- **EXERCISE INSTRUCTIONS**: An acceptable response holds only the line containing "Target: shadow on wall" and every line after it to the end of the records, each reproduced exactly.

(STUDY MATERIAL)

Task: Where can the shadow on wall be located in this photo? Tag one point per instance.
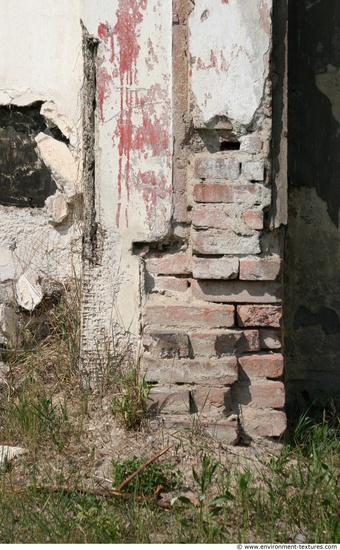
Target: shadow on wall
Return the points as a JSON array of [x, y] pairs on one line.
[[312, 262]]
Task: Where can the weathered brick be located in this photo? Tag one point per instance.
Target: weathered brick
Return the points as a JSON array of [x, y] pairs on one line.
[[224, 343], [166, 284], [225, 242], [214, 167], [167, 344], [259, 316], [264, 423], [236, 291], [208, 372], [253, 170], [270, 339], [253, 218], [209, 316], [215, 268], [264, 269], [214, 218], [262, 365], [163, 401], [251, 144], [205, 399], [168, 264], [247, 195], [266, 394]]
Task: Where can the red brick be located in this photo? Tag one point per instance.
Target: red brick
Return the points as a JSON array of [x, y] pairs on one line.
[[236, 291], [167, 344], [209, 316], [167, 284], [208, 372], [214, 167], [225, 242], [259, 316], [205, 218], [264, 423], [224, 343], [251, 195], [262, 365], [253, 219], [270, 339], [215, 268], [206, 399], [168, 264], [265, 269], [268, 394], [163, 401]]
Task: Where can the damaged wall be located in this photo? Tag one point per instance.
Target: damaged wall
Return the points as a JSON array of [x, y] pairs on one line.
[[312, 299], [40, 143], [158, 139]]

(End STUDY MATERIAL)

- **EXERCISE RESPONSE**:
Target: shadow on wall
Return the points as a JSON array of [x, y] pairs on one line.
[[312, 262]]
Task: Where can the weathered brick be located in this photo? Tag one point per instance.
Target: weathered brick
Return the points as a JSON array of [x, y] pairs on one line.
[[224, 343], [166, 284], [225, 242], [214, 167], [167, 344], [259, 316], [264, 423], [236, 291], [208, 372], [253, 170], [270, 339], [253, 218], [209, 316], [215, 268], [264, 269], [214, 218], [262, 365], [163, 401], [251, 144], [205, 399], [168, 264], [247, 195], [266, 394]]
Task: Where can the red brick be located in this photo? Tag one point per instance.
Target: red brick
Return the points as a JSON array of [x, y] pairs on one line.
[[236, 291], [167, 344], [209, 316], [167, 284], [208, 372], [214, 167], [225, 242], [259, 316], [205, 218], [264, 423], [224, 343], [251, 195], [262, 365], [253, 219], [270, 339], [215, 268], [206, 399], [168, 264], [265, 269], [268, 394], [163, 401]]
Task: Where can the damaged wall be located in this photo? Tag one point per instance.
Target: damaged wall
Return the points as a JSON array of [x, y] pairs on one line.
[[312, 299], [40, 143], [158, 139]]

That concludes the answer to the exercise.